Work instructions.
A – From the explainer on Georgia's six-week abortion ban, quote the passage from "Photos by Lynsey" up to and including "does this mean?".
B – Answer these questions using the explainer on Georgia's six-week abortion ban:
(i) Which court struck down the ban?
(ii) When was the two-day trial held?
(iii) Beyond how many weeks of pregnancy can patients again obtain abortion care in Georgia under the decision?
C – In one to three sentences, explain why the explainer on Georgia's six-week abortion ban calls the relief from the ruling urgently needed.

Passage.
========

Explainer: Georgia State Court’s Ruling on the 6-Week Abortion Ban

ACLU of Georgia Executive Director speaks at a Trust Black Women Rally: Justice for Amber Thurman and Candi Riley on September 28. Photo: Lynsey Weatherspoon 2024. Photo by

Photos by Lynsey Weatherspoon

What happened?
 
On September 30, 2024, the Superior Court of Fulton County struck down Georgia’s six-week abortion ban, finding that the State Constitution does not allow politicians to deny Georgians’ fundamental right to make their own decisions about their bodies, their health, and their futures. In the words of the Court, "women are not some piece of collectively owned community property the disposition of which is decided by majority vote.”
 
Some background
 
At a two-day trial in October 2022, the Superior Court of Fulton County heard testimony from Georgia doctors, public health experts, and other devoted healthcare providers about the devastating harm that Governor Kemp’s abortion ban has been causing every day since it took effect, especially in Black and Brown communities. 
 
What does this mean?
 
This decision means that effective on the date of the ruling, September 30, 2024, patients can once again get essential abortion care in Georgia beyond six weeks of pregnancy. With access to abortion decimated across the Southeastern United States since the Supreme Court overruled Roe v. Wade, this relief is urgently needed.

========

Supplied entries.
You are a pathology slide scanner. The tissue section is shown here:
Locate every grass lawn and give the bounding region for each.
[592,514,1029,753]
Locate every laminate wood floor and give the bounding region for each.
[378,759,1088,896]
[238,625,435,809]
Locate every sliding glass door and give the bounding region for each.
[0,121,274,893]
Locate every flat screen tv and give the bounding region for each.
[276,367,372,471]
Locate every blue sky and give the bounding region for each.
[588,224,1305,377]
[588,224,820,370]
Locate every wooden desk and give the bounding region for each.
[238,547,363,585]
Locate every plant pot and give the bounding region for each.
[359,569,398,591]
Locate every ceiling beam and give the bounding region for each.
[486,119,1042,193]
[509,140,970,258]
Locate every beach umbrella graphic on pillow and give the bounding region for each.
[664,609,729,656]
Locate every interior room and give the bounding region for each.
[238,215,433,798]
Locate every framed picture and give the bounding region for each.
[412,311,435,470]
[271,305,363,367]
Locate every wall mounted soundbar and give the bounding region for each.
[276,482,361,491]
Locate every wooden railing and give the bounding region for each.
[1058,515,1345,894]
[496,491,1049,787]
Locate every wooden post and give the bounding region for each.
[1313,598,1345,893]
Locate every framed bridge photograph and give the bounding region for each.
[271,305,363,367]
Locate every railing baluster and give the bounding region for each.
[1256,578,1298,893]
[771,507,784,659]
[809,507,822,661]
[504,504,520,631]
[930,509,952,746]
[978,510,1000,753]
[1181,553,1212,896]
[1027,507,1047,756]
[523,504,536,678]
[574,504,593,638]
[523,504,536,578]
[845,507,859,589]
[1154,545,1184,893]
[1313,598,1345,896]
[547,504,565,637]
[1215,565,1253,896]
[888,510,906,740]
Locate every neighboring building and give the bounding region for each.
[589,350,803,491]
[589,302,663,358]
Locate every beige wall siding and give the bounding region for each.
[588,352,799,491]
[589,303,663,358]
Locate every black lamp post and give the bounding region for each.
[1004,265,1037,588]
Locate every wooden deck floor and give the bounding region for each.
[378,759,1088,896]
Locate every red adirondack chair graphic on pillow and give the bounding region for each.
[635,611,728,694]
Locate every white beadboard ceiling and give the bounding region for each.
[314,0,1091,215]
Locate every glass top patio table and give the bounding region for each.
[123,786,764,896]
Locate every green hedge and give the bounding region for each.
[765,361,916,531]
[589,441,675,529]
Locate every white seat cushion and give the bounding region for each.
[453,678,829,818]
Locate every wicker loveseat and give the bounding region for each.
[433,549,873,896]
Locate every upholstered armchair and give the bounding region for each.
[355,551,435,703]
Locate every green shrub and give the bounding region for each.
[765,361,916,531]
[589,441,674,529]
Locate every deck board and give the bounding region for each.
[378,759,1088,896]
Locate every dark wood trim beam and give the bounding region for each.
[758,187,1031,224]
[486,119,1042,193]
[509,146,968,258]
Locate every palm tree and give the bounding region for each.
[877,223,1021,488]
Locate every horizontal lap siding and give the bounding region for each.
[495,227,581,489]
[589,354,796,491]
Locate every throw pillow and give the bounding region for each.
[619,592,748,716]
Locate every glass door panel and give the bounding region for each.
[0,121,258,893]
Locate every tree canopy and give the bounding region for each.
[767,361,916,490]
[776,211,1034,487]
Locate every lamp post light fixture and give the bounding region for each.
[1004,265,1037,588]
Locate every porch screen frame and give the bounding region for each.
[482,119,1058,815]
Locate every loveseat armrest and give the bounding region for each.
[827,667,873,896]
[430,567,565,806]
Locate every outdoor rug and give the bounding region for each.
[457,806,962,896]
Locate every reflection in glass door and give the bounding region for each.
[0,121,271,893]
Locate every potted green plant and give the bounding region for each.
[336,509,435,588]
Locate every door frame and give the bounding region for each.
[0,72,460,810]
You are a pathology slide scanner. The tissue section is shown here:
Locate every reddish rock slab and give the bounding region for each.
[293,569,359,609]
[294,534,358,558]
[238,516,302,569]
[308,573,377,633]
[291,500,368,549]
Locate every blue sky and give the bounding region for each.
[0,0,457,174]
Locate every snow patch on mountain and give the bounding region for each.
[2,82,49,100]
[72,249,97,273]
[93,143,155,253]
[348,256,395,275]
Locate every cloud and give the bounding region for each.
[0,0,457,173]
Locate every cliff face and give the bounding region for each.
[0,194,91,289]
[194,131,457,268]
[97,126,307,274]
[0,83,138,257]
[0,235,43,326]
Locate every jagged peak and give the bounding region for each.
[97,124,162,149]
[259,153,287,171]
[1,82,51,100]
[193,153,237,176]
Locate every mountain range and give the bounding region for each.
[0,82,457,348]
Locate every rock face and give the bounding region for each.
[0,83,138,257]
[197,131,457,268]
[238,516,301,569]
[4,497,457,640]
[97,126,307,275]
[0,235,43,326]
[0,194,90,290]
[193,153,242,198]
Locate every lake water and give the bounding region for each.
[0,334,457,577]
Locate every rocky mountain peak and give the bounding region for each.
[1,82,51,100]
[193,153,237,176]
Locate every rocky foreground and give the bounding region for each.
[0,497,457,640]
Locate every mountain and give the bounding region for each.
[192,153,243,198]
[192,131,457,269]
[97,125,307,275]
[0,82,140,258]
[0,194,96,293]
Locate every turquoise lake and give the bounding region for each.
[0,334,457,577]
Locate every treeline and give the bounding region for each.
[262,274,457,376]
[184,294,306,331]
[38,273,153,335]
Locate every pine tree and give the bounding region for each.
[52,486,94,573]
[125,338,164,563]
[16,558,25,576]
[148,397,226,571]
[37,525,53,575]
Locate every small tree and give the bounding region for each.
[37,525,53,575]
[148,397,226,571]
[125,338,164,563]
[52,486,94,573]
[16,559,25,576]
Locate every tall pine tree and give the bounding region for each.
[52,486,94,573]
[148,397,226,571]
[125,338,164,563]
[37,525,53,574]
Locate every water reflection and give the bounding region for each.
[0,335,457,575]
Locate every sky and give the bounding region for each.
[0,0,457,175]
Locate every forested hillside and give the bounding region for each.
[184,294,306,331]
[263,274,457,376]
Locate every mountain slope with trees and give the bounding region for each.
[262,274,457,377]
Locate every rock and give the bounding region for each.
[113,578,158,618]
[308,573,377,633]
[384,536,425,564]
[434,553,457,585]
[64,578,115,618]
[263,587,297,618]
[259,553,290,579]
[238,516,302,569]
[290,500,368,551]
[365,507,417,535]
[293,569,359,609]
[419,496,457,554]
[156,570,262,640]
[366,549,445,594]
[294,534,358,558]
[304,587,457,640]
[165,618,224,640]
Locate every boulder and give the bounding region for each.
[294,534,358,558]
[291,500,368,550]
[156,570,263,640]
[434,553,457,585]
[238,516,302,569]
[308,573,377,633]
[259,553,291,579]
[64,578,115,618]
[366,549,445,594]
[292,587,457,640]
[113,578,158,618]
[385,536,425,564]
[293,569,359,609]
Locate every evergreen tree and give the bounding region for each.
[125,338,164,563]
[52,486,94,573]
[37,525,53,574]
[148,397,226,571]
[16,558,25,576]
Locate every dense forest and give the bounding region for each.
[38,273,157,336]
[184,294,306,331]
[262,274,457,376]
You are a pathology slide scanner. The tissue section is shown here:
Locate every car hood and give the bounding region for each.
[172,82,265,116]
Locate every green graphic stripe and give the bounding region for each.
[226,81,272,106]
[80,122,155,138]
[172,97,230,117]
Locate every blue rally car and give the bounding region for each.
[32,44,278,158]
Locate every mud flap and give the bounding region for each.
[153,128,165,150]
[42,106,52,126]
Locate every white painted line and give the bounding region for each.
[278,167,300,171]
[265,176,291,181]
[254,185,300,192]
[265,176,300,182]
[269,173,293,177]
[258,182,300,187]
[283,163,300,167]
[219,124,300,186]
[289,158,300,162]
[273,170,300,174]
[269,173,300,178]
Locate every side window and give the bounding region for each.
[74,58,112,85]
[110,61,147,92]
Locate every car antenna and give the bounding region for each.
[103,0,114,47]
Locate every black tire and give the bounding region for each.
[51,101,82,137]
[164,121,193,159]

========

Responses by item number.
A –
Photos by Lynsey Weatherspoon

What happened?
 
On September 30, 2024, the Superior Court of Fulton County struck down Georgia’s six-week abortion ban, finding that the State Constitution does not allow politicians to deny Georgians’ fundamental right to make their own decisions about their bodies, their health, and their futures. In the words of the Court, "women are not some piece of collectively owned community property the disposition of which is decided by majority vote.”
 
Some background
 
At a two-day trial in October 2022, the Superior Court of Fulton County heard testimony from Georgia doctors, public health experts, and other devoted healthcare providers about the devastating harm that Governor Kemp’s abortion ban has been causing every day since it took effect, especially in Black and Brown communities. 
 
What does this mean?

B –
(i) The Superior Court of Fulton County.
(ii) October 2022.
(iii) Six weeks.

C – Access to abortion has been decimated across the Southeastern United States since the Supreme Court overruled Roe v. Wade. The ruling therefore restores essential care beyond six weeks of pregnancy in a region where it has become scarce.